Set exercise: From the passage on the building sale, reproduce word for word the stretch that opens with the words containing "The proceeds from" and closes with "in the meantime.".

Text provided:
################

The proceeds from this sale will be used to pay down our term loans with our bank. We have agreed to lease back the building for three years, after which we plan to consolidate our reduced inventory levels into our headquarters, further improving profitability. We are also continuing to turn inventory to cash, which will be most evidenced in this third quarter, our strongest selling quarter of the year. Cash generated from the reduction in inventory will be used to meet the required step downs in our line of credit. I have had questions recently, and some of you on the call may have this question as to why, why don't we sell the Hilti building, our current headquarters? We're, that is absolutely an option. We're evaluating what that would look like, but we're evaluating other short-term solutions in the meantime.

################

Supplied data:
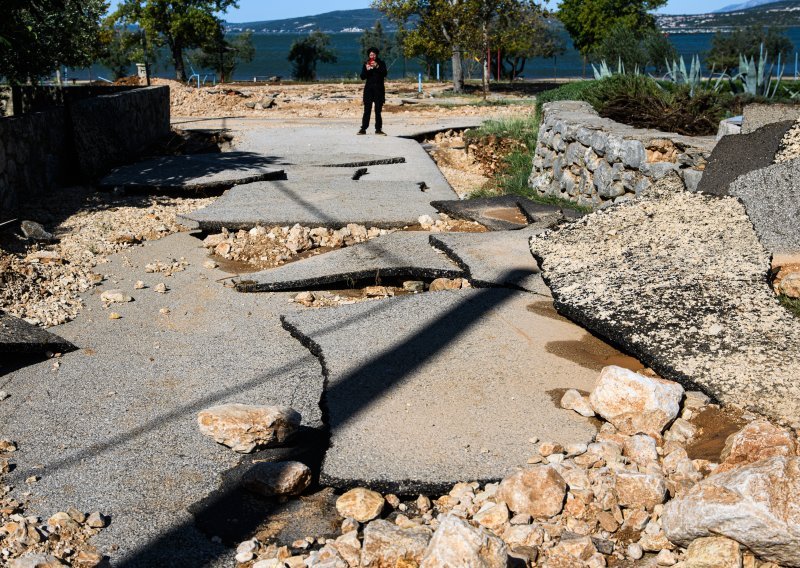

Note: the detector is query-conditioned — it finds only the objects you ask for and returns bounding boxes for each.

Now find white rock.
[420,515,508,568]
[361,520,431,568]
[561,389,594,418]
[336,487,385,523]
[100,289,133,304]
[589,365,683,435]
[197,404,300,453]
[661,456,800,566]
[497,466,567,518]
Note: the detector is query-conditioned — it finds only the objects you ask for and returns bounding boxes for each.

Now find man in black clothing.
[358,47,388,136]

################

Response to the exercise:
The proceeds from this sale will be used to pay down our term loans with our bank. We have agreed to lease back the building for three years, after which we plan to consolidate our reduced inventory levels into our headquarters, further improving profitability. We are also continuing to turn inventory to cash, which will be most evidenced in this third quarter, our strongest selling quarter of the year. Cash generated from the reduction in inventory will be used to meet the required step downs in our line of credit. I have had questions recently, and some of you on the call may have this question as to why, why don't we sell the Hilti building, our current headquarters? We're, that is absolutely an option. We're evaluating what that would look like, but we're evaluating other short-term solutions in the meantime.